→ WRITTEN PROBLEM A
Rescale the entries below, starting with the line containing "Target: flower cluster" and going on through the last line of the entries. Write out every line in that span again, with each point coordinate multiplied by 0.3 and rounded to a whole number (halves round up), and leave all other lines unchanged.

___ TEXT BLOCK ___

Source code for stable_pretraining.data.synthetic_data

"""Synthetic and simulated data generators.

This module provides various synthetic data generators including manifold datasets,
noise generators, statistical models, and simulated environments for testing and
experimentation purposes.
"""

from typing import Union

import numpy as np
import torch
import torch.distributions as dist
from loguru import logger as logging

from .datasets import Dataset


# ============================================================================
# MANIFOLD DATASETS
# ============================================================================



[docs]
def swiss_roll(
    N,
    margin=1,
    sampler_time=torch.distributions.uniform.Uniform(0.1, 3),
    sampler_width=torch.distributions.uniform.Uniform(0, 1),
):
    """Generate Swiss Roll dataset points.

    Args:
        N: Number of points to generate
        margin: Margin parameter for the roll
        sampler_time: Distribution for sampling time parameter
        sampler_width: Distribution for sampling width parameter

    Returns:
        Tensor of shape (N, 3) containing Swiss Roll points
    """
    t0 = sampler_time.sample(sample_shape=(N,)) * 2 * np.pi
    radius = margin * t0 / np.pi + 0.1
    x = radius * torch.cos(t0)
    z = radius * torch.sin(t0)
    y = sampler_width.sample(sample_shape=(N,))
    xyz = torch.stack([x, y, z], 1)
    return xyz



# ============================================================================
# PERLIN NOISE GENERATORS
# ============================================================================


def _fade(t):
    return t * t * t * (t * (t * 6 - 15) + 10)

___ INFORMATION SHOWN ___

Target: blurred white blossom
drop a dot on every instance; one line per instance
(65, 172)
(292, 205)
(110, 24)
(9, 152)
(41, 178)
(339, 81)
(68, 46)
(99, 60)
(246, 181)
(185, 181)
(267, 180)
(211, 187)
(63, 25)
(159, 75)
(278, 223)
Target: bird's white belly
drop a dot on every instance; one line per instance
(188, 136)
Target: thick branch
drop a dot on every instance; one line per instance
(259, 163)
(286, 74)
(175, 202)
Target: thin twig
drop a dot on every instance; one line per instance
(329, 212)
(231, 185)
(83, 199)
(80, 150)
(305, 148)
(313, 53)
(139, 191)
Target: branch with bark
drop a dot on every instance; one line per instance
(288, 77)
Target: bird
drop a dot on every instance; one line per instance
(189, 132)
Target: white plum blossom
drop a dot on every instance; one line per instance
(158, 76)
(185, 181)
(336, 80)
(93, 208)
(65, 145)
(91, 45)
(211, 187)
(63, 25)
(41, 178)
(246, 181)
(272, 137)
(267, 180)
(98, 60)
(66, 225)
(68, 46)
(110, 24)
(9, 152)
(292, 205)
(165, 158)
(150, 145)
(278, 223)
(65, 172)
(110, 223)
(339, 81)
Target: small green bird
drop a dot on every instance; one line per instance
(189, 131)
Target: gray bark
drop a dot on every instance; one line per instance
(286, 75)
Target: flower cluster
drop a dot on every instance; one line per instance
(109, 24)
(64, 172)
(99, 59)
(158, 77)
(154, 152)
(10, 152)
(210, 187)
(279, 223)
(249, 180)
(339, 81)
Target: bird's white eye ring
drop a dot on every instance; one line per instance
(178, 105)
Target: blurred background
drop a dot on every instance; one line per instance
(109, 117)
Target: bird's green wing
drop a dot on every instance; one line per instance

___

→ WRITTEN PROBLEM B
Extend the synthetic data generator source code above, picking up after its last line.

→ EXERCISE OUTPUT A
Target: flower cluster
drop a dot on every instance; one line per instance
(33, 7)
(19, 52)
(30, 18)
(47, 23)
(46, 46)
(3, 46)
(63, 56)
(84, 67)
(75, 54)
(102, 24)
Target: bird's white eye ring
drop a dot on every instance; one line per instance
(53, 32)
Target: blurred background
drop a dot on every instance; one line per instance
(33, 35)
Target: bird's green wing
drop a dot on every instance; one line per instance

→ EXERCISE OUTPUT B
def _lerp(a, b, x):
    return a + x * (b - a)


def _grad(hash, x, y):
    h = hash & 7
    u = x if (h < 4).all() else y
    v = y if (h < 4).all() else x
    return (u if ((h & 1) == 0).all() else -u) + (v if ((h & 2) == 0).all() else -v)


def _perlin(x, y, permutation):
    xi = x.to(torch.int32) & 255
    yi = y.to(torch.int32) & 255
    xf = x - x.to(torch.int32)
    yf = y - y.to(torch.int32)
    u = _fade(xf)
    v = _fade(yf)
    aa = permutation[permutation[xi] + yi]
    ab = permutation[permutation[xi] + yi + 1]
    ba = permutation[permutation[xi + 1] + yi]
    bb = permutation[permutation[xi + 1] + yi + 1]
    x1 = _lerp(_grad(aa, xf, yf), _grad(ba, xf - 1, yf), u)
    x2 = _lerp(_grad(ab, xf, yf - 1), _grad(bb, xf - 1, yf - 1), u)
    return _lerp(x1, x2, v)



[docs]
def generate_perlin_noise_2d(shape, res, octaves=1, persistence=0.5, lacunarity=2.0):
    """Generate 2D Perlin noise.

    Args:
        shape: Output shape (height, width)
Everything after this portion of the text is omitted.